[QUOTED PASSAGE]
————————
## digitalmars.D.learn - Cantor tuple function, BigInt, and integer overflow

- Joseph Rushton Wakeling (34/34) Dec 20 2012 Hello all,

Hello all, I've been playing around trying to implement the Cantor tuple function (see attached code), which is essentially a way to map a sequence x1, x2, ..., xN of non-negative integers to a single unique number. See: https://en.wikipedia.org/wiki/Pairing_function#Cantor_pairing_function The inspiration came from a need to check pairs of numbers for uniqueness. The current implementation is a bit stupid and naive (it falls into the same trap as Andrei identifies in TDPL for the naive recursive Fibonacci function), but that's a deliberate short-term choice just to get something working-ish. The challenge here is that as the sequence length increases, we very quickly get to the point where the number calculated will overflow the bounds of any inbuilt integer type. Indeed, even where you're just dealing with a pair of numbers, you risk overflow if the values are close to the maximum of their given type. For this reason I've made use of BigInt internally and as a return value. However, it occurs to me that it would be nice to avoid BigInt unless it's necessary, both for speed/memory reasons and for convenience. I'm wondering if anyone has any advice on how to do this safely, i.e. to definitively check that whether overflow is going to happen and if it is, to make use of a larger-scale type. I'd also like to be able to implement the cantorPair function so that it can take any integer input _including_ BigInt; however, implementing a templated version runs into the difficulty of clashing with the BigInt version. One approach I tried involved a private function taking only BigInt input, with a templated version that takes arbitrary input types and converts them. This ran into trouble since I could not find a ready way to check if an input was itself a BigInt. So again, any advice here is welcome. :-) Incidentally, a few notes on BigInt: -- it would be nice if there was a toULong as well as a toLong function -- the following fails: BigInt x = BigInt(y); ... if y is itself a BigInt. Worth adding to BigInt's constructor to correct this? Advice, thoughts, etc., welcome. This seemed like something that could be useful for Phobos if cleaned up and well implemented .... ?

Dec 20 2012
————————
[DATA EXCERPTS]
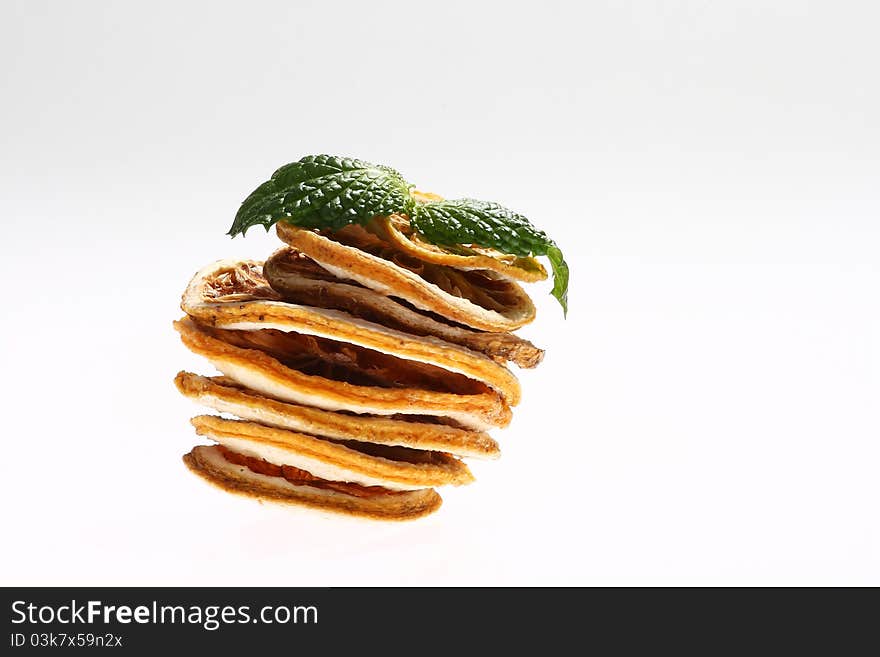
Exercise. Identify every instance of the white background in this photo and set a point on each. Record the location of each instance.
(708, 414)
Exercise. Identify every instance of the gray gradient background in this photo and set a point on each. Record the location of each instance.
(707, 414)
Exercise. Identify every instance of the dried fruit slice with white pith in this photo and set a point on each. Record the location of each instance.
(234, 295)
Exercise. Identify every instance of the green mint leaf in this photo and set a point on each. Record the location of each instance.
(468, 221)
(326, 192)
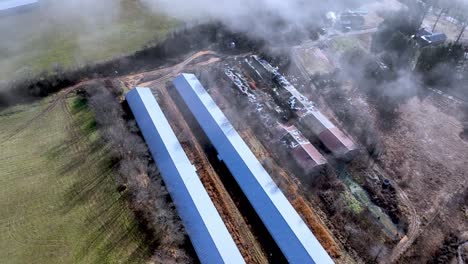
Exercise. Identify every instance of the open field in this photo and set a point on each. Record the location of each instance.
(54, 35)
(59, 202)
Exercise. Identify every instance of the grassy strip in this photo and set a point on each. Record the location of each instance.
(59, 202)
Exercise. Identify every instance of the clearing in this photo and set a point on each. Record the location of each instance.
(59, 202)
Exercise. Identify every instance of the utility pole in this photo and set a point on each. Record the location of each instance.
(438, 18)
(465, 24)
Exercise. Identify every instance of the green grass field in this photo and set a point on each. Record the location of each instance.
(59, 202)
(44, 37)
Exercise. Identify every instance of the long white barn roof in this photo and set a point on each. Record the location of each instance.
(289, 231)
(209, 235)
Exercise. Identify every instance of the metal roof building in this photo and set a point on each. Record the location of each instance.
(289, 231)
(306, 155)
(209, 235)
(16, 4)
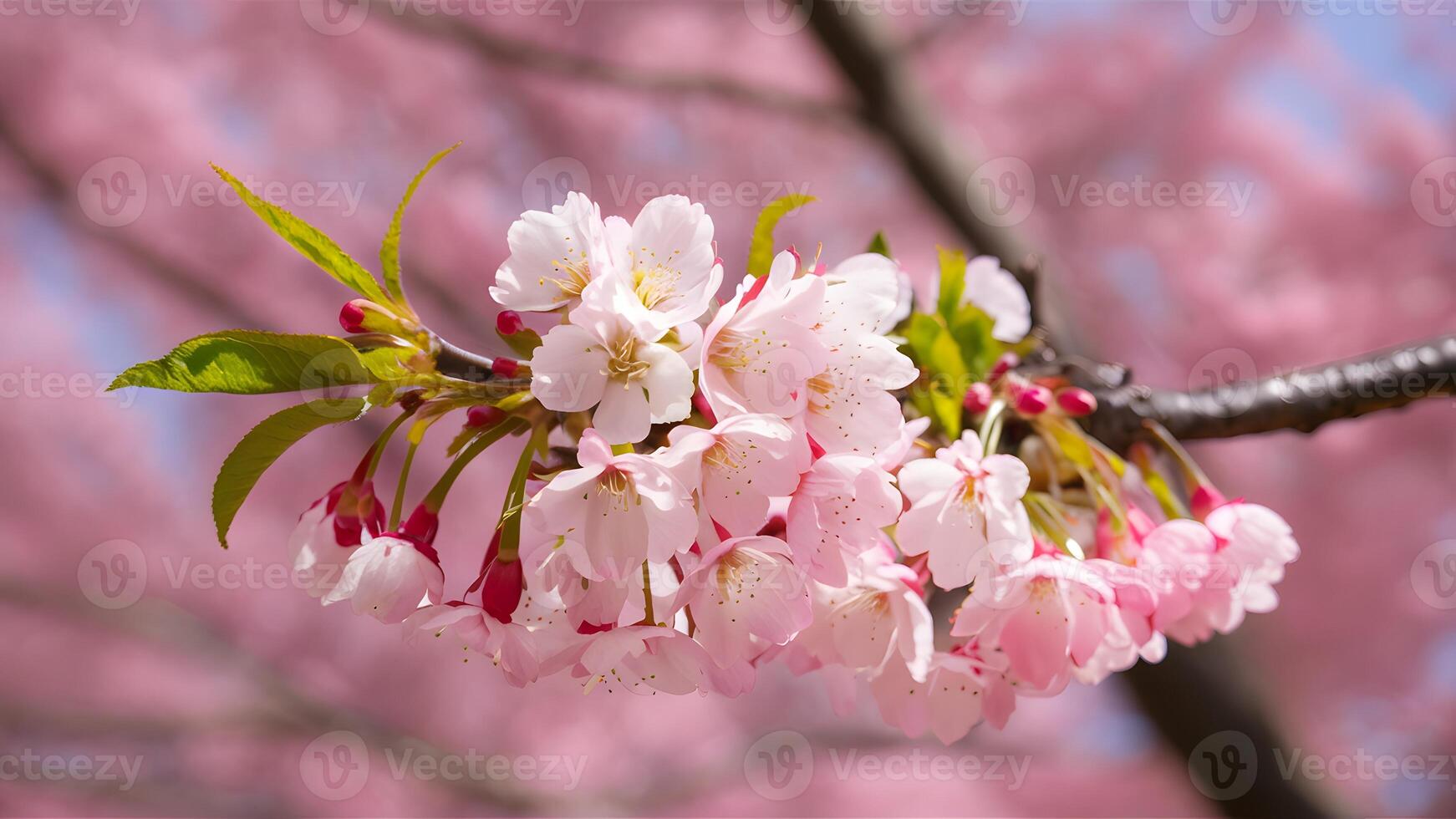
————————
[LIST OF TASKS]
**a)** Answer these questions about the forum post on the Cantor tuple function:
(i) What need inspired the implementation?
(ii) Which type does the code use internally and as its return value?
(iii) Which function does the poster want BigInt to offer besides toLong?
**b)** Render this sentence from the forum post on the Cantor tuple function in Spanish: "The inspiration came from a need to check pairs of numbers for uniqueness."

[ANSWERS TO EACH TASK]
**a)**
(i) A need to check pairs of numbers for uniqueness.
(ii) BigInt.
(iii) toULong.

**b)** La inspiración surgió de la necesidad de comprobar la unicidad de pares de números.